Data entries

===

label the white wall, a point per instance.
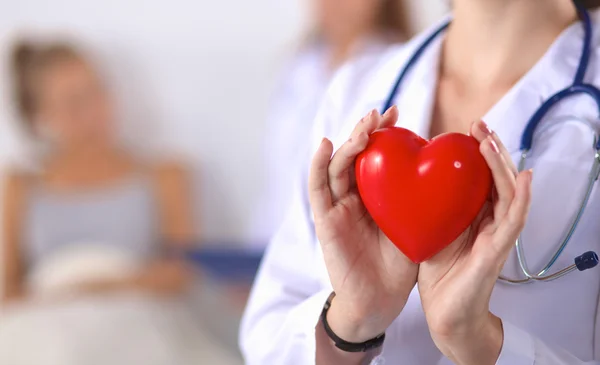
(198, 73)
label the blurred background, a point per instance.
(201, 107)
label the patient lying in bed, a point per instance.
(86, 272)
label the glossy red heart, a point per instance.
(422, 194)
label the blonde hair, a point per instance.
(28, 62)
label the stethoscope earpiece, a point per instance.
(588, 260)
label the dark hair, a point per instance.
(28, 62)
(394, 19)
(591, 4)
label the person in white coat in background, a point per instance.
(498, 61)
(344, 29)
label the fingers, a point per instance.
(504, 179)
(318, 186)
(330, 178)
(480, 131)
(373, 121)
(342, 161)
(389, 118)
(512, 225)
(368, 124)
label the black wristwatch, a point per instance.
(345, 345)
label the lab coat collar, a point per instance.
(555, 71)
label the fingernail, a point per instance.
(493, 144)
(484, 128)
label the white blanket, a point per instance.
(116, 330)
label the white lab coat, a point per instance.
(290, 124)
(553, 323)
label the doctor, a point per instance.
(334, 290)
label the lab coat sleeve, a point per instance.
(286, 301)
(520, 348)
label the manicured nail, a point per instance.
(389, 111)
(484, 128)
(493, 144)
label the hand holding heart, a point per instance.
(372, 278)
(456, 285)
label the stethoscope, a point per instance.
(587, 260)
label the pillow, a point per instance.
(80, 263)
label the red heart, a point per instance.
(422, 194)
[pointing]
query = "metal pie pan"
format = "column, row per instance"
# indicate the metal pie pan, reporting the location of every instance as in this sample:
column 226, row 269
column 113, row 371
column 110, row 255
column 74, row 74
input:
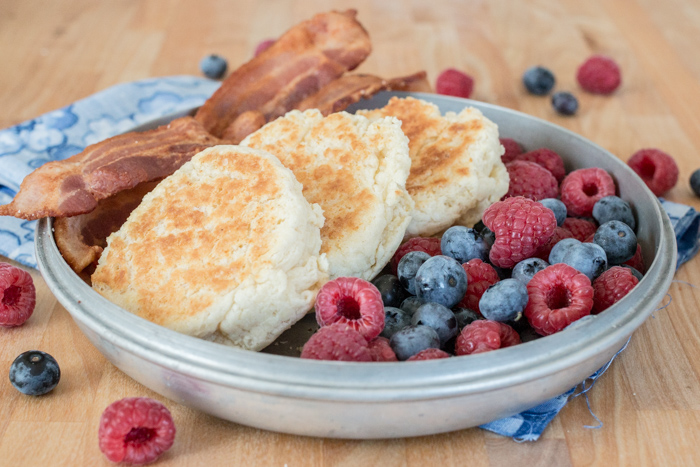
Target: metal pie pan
column 379, row 400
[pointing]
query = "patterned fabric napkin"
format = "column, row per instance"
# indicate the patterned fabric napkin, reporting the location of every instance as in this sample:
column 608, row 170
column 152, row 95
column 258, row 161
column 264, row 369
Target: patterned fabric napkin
column 67, row 131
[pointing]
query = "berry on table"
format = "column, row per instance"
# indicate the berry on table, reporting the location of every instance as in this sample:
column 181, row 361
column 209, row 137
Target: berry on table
column 34, row 373
column 538, row 80
column 135, row 430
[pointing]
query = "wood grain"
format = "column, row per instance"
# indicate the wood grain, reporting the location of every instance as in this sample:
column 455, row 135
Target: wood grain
column 53, row 53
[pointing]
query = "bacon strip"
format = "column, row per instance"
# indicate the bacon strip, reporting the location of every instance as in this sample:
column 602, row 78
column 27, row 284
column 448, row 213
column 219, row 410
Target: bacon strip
column 303, row 60
column 73, row 186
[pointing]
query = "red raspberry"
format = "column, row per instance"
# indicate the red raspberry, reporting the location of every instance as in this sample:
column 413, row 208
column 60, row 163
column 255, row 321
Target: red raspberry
column 453, row 82
column 484, row 335
column 599, row 75
column 351, row 301
column 18, row 295
column 558, row 296
column 559, row 235
column 580, row 229
column 381, row 351
column 429, row 354
column 521, row 226
column 548, row 159
column 582, row 188
column 135, row 430
column 658, row 170
column 337, row 342
column 430, row 245
column 611, row 286
column 512, row 147
column 480, row 276
column 531, row 181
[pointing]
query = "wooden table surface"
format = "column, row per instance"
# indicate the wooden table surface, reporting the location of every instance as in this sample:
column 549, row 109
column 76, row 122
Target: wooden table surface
column 53, row 53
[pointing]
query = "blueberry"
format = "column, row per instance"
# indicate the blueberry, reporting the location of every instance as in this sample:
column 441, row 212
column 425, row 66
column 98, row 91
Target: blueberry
column 391, row 289
column 408, row 268
column 411, row 304
column 612, row 208
column 504, row 300
column 560, row 249
column 524, row 270
column 34, row 373
column 463, row 244
column 442, row 280
column 588, row 258
column 395, row 320
column 438, row 317
column 412, row 339
column 557, row 207
column 538, row 80
column 565, row 103
column 618, row 241
column 213, row 66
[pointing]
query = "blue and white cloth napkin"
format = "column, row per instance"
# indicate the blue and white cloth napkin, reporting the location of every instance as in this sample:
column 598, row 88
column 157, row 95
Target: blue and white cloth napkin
column 67, row 131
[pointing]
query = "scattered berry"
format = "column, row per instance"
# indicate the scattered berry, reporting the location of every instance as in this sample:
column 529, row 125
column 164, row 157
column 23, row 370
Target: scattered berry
column 412, row 339
column 564, row 103
column 453, row 82
column 338, row 341
column 618, row 240
column 429, row 354
column 582, row 188
column 351, row 301
column 504, row 301
column 538, row 80
column 658, row 170
column 34, row 373
column 599, row 75
column 611, row 286
column 522, row 227
column 18, row 295
column 531, row 181
column 613, row 208
column 512, row 149
column 135, row 430
column 442, row 280
column 559, row 295
column 484, row 335
column 213, row 66
column 480, row 276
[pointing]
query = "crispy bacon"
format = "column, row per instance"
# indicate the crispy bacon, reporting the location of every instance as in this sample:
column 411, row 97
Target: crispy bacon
column 73, row 186
column 303, row 60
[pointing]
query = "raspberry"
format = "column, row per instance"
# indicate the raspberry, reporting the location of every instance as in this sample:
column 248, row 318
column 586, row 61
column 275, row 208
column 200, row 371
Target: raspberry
column 599, row 75
column 559, row 295
column 452, row 82
column 580, row 229
column 351, row 301
column 611, row 286
column 582, row 188
column 658, row 170
column 18, row 295
column 430, row 245
column 429, row 354
column 381, row 351
column 337, row 342
column 512, row 147
column 484, row 335
column 521, row 226
column 135, row 430
column 531, row 181
column 480, row 276
column 546, row 158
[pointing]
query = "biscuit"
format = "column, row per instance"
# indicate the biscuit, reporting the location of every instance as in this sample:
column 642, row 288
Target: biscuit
column 225, row 249
column 456, row 168
column 356, row 171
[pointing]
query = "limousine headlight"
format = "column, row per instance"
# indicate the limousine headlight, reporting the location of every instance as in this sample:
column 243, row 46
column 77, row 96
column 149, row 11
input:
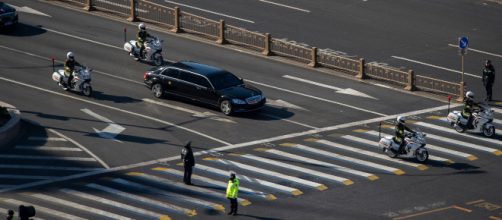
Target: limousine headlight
column 238, row 101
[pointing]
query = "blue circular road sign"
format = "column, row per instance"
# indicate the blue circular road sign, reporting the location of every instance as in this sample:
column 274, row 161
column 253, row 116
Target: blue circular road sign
column 463, row 42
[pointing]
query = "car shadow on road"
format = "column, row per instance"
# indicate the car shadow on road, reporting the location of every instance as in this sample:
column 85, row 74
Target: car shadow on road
column 114, row 98
column 23, row 30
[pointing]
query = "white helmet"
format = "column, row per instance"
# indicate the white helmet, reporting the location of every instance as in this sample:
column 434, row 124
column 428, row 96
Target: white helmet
column 69, row 55
column 401, row 119
column 142, row 26
column 469, row 94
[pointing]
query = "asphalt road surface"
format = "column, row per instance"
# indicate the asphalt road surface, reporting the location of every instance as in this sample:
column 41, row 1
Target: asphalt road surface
column 310, row 153
column 417, row 35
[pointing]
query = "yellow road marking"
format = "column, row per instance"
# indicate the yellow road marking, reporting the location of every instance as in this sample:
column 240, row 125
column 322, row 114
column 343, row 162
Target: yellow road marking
column 432, row 211
column 474, row 202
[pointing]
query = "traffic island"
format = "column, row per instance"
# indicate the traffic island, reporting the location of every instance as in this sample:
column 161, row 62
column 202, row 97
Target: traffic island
column 10, row 118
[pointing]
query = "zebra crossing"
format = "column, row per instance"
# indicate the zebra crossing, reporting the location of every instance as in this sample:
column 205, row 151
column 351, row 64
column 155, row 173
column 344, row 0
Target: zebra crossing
column 268, row 173
column 43, row 154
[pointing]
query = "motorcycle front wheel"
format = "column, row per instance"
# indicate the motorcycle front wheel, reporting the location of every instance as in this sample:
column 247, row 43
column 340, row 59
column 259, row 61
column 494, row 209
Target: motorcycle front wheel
column 489, row 131
column 422, row 155
column 87, row 90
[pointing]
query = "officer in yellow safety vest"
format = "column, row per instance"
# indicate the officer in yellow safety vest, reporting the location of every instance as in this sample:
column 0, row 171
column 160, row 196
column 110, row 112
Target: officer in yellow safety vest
column 232, row 190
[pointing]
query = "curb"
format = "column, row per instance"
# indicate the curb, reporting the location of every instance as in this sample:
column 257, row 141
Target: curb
column 9, row 131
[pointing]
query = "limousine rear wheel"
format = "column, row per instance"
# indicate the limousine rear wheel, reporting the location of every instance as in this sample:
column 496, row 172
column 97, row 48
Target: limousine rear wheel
column 226, row 107
column 157, row 90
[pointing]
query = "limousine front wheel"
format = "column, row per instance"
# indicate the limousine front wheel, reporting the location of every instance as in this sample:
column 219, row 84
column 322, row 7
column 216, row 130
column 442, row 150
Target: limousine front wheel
column 157, row 90
column 226, row 107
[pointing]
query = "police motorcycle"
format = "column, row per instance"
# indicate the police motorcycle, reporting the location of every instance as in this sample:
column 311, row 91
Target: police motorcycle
column 414, row 146
column 152, row 52
column 481, row 122
column 81, row 81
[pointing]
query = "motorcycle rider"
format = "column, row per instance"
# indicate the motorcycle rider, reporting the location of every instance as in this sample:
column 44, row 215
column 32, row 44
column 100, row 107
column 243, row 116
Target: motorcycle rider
column 469, row 105
column 69, row 67
column 399, row 133
column 142, row 36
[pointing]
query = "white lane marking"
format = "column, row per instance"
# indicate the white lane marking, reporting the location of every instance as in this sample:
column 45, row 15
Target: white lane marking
column 283, row 104
column 220, row 184
column 78, row 206
column 286, row 6
column 170, row 195
column 342, row 180
column 433, row 147
column 111, row 131
column 316, row 98
column 46, row 139
column 48, row 211
column 116, row 109
column 282, row 176
column 451, row 131
column 479, row 51
column 114, row 204
column 29, row 157
column 368, row 153
column 35, row 167
column 144, row 200
column 435, row 66
column 347, row 91
column 24, row 177
column 323, row 164
column 81, row 147
column 224, row 173
column 46, row 148
column 231, row 147
column 346, row 158
column 194, row 113
column 374, row 144
column 29, row 10
column 121, row 6
column 211, row 12
column 287, row 120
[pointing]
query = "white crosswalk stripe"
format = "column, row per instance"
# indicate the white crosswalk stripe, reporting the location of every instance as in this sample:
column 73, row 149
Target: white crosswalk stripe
column 141, row 199
column 81, row 207
column 451, row 131
column 370, row 176
column 366, row 153
column 293, row 179
column 436, row 148
column 46, row 148
column 36, row 167
column 174, row 196
column 251, row 180
column 374, row 144
column 344, row 158
column 30, row 157
column 220, row 184
column 116, row 204
column 42, row 209
column 342, row 180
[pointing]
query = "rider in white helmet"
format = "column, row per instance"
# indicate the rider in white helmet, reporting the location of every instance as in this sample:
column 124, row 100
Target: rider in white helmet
column 469, row 105
column 142, row 35
column 69, row 67
column 399, row 133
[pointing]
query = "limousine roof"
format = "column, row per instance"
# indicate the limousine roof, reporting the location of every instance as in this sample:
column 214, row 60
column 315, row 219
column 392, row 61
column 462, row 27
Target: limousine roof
column 199, row 68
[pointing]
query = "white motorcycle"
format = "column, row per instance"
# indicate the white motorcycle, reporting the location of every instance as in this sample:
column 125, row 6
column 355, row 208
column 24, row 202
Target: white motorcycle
column 481, row 122
column 414, row 147
column 151, row 53
column 81, row 81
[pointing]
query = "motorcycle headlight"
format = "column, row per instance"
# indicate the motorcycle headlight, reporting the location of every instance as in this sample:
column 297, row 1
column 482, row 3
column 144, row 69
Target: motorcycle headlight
column 238, row 101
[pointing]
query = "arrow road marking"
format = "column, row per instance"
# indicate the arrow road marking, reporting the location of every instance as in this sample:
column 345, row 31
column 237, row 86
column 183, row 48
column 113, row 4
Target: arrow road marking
column 347, row 91
column 111, row 131
column 29, row 10
column 194, row 113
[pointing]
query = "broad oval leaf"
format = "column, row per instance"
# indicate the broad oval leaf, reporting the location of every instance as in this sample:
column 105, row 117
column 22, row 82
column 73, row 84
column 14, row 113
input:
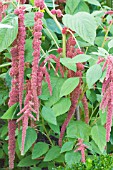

===

Copy all lines above where "leaf" is present.

Expected answer
query = "broad oval leaf"
# indicate the broad oval leaf, reporting the location of every instance as in this sample:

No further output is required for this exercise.